Text provided =
* begin *

Update README.md

c77c530 verified about 1 month ago

4.38 kB

	---
	language: "code"
	license: "mit"
	tags:
	- dockerfile
	- hadolint
	- multilabel-classification
	- codebert
	model-index:
	- name: Multilabel Dockerfile Classifier
	results: []
	---


	# 🧱 Dockerfile Quality Classifier – Multilabel Model

	This model predicts which rules are violated in a given Dockerfile. It is a multilabel classifier trained to detect violations of the top 30 most frequent rules from Hadolint.

	---

	## 🧠 Model Overview

	- Architecture: Fine-tuned `microsoft/codebert-base`
	- Task: Multi-label classification (30 labels)
	- Input: Full Dockerfile content as plain text
	- Output: For each rule → probability of violation
	- Max input length: 512 tokens
	- Threshold: 0.5 (configurable)

	---

	## 📚 Training Details

	- Total training files: ~15,000 Dockerfiles with at least one rule violation
	- Per-rule cap: Max 2,000 files per rule to avoid imbalance
	- Perfect (clean) files: ~1,500 examples with no Hadolint violations
	- Label source: Hadolint output (top 30 rules only)

* end *

Tasks and exercises =
1. Summarize the README in two sentences.
2. According to the README, what is the model's maximum input length?
3. Reproduce the README word for word between "## 📚 Training" and "30 rules only)", inclusive.

Dataset entries =
* begin *

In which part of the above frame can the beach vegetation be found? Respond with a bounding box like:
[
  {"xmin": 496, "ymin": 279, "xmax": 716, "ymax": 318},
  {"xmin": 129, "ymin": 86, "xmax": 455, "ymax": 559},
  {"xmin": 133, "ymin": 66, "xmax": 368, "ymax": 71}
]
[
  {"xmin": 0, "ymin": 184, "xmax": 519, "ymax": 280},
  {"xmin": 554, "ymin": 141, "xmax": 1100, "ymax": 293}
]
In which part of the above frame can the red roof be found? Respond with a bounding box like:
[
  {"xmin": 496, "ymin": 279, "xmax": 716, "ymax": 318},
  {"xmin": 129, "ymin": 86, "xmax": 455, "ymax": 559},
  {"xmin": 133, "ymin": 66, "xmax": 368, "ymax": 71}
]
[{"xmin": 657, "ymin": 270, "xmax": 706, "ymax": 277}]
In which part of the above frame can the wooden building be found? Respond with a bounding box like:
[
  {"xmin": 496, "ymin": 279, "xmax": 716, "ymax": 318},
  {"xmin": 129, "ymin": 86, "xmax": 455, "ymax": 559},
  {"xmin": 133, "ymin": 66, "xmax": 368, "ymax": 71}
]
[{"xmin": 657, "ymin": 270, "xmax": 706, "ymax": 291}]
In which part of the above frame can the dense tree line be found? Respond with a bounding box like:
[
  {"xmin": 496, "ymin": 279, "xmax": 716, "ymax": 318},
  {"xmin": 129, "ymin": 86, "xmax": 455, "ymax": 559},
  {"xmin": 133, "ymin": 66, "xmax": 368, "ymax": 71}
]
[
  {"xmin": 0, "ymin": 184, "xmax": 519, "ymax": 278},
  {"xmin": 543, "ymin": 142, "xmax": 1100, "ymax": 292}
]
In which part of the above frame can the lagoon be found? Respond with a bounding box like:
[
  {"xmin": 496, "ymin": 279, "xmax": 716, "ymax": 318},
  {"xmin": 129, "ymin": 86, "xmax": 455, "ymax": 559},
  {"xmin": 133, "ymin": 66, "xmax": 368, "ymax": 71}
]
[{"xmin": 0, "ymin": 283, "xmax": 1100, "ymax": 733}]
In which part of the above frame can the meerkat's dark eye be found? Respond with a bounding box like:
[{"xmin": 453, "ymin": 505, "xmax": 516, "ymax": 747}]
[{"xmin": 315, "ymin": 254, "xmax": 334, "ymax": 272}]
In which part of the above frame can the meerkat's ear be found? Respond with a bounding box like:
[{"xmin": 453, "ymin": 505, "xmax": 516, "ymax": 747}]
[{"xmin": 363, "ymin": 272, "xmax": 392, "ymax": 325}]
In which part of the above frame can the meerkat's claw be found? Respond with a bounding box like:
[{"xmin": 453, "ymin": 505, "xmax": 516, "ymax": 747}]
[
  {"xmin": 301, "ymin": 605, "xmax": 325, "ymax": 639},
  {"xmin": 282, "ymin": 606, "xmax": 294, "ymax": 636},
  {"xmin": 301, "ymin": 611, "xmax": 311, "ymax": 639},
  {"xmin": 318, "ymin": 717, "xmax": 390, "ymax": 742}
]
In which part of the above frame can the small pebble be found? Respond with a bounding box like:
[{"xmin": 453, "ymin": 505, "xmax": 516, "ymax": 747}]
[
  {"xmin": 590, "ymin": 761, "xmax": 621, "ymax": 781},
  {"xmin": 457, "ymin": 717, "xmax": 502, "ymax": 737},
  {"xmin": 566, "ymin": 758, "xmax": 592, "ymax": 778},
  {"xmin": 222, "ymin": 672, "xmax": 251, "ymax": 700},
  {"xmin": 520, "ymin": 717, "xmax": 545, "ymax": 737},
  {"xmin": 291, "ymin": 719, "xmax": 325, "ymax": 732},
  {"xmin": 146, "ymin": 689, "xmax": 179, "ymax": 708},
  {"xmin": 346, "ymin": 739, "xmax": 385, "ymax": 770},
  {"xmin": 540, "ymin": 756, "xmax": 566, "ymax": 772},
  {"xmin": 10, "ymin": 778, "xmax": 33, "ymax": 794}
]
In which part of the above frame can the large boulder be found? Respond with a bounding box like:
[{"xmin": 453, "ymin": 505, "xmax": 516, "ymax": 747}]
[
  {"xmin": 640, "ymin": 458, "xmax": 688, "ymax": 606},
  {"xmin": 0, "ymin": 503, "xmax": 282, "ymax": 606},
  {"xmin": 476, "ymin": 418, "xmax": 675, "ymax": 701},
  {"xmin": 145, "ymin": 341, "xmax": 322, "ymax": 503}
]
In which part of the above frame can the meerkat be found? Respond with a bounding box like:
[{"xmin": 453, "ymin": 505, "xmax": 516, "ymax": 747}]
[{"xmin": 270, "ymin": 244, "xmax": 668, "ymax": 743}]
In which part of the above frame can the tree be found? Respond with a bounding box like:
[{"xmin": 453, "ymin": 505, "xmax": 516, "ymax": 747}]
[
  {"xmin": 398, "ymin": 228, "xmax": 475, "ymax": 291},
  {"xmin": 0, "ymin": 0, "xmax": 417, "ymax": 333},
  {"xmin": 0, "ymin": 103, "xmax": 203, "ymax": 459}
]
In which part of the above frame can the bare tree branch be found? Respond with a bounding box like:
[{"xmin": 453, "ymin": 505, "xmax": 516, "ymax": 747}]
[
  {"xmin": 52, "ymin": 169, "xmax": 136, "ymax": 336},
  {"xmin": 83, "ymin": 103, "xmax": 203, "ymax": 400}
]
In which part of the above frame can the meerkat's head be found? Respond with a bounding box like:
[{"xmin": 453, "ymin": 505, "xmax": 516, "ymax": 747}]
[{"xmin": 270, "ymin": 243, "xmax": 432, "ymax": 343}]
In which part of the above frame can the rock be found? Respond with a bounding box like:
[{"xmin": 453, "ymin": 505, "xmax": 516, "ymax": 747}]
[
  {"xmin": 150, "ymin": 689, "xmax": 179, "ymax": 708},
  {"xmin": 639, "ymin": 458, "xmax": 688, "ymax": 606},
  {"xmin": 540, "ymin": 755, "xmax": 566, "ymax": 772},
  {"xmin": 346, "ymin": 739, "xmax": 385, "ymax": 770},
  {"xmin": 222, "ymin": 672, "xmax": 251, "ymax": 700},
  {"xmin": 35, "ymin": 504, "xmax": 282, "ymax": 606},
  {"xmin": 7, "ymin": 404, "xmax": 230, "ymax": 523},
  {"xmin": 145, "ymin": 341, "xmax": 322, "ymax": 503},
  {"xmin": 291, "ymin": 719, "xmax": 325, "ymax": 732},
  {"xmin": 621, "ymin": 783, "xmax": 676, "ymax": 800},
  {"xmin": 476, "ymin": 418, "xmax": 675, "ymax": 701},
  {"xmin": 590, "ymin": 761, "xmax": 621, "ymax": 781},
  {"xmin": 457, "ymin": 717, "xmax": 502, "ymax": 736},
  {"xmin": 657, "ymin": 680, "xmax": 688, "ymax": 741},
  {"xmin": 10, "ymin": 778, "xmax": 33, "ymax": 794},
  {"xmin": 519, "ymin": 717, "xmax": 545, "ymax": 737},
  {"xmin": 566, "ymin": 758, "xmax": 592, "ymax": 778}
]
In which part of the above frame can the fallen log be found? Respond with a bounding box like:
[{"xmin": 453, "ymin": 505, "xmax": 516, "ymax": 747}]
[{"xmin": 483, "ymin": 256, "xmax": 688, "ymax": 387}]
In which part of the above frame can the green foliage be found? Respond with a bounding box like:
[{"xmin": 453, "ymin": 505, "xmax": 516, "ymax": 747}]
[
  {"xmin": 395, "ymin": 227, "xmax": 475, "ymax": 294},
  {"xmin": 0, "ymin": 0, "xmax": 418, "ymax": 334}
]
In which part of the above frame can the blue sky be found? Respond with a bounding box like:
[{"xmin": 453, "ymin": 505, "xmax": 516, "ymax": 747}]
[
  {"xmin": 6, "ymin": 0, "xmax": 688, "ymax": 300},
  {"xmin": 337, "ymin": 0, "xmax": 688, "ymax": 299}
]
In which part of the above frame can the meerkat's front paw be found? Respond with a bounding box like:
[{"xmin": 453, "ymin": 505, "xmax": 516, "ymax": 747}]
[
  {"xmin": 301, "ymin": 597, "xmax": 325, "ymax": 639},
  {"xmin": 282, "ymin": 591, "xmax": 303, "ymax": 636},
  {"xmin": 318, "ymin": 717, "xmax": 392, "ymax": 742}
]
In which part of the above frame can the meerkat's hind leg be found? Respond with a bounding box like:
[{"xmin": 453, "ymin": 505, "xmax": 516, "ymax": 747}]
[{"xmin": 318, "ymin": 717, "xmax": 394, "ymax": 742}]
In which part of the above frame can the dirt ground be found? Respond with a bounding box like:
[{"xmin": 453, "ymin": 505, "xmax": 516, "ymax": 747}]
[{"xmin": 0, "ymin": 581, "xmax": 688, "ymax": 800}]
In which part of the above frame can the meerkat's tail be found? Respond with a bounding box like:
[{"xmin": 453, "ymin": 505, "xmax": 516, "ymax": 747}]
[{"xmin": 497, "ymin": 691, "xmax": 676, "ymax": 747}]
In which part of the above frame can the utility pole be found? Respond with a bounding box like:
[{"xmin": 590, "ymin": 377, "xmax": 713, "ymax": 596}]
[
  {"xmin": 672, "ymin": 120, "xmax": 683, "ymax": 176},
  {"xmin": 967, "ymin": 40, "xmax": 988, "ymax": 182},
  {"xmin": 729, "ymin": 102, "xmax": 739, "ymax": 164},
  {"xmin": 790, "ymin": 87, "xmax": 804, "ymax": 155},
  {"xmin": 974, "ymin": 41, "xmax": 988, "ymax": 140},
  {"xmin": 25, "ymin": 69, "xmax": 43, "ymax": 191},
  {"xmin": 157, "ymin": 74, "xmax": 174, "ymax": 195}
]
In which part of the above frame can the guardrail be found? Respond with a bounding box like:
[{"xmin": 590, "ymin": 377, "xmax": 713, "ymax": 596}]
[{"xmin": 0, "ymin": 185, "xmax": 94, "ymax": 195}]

* end *

Responses by task =
1. The README describes a multilabel classifier, fine-tuned from `microsoft/codebert-base`, that takes a full Dockerfile as plain text and predicts which of the top 30 most frequent Hadolint rules it violates. It was trained on about 15,000 Dockerfiles with at least one rule violation, capped at 2,000 files per rule, plus about 1,500 clean files, with labels taken from Hadolint output.

2. 512 tokens.

3.
## 📚 Training Details

	- Total training files: ~15,000 Dockerfiles with at least one rule violation
	- Per-rule cap: Max 2,000 files per rule to avoid imbalance
	- Perfect (clean) files: ~1,500 examples with no Hadolint violations
	- Label source: Hadolint output (top 30 rules only)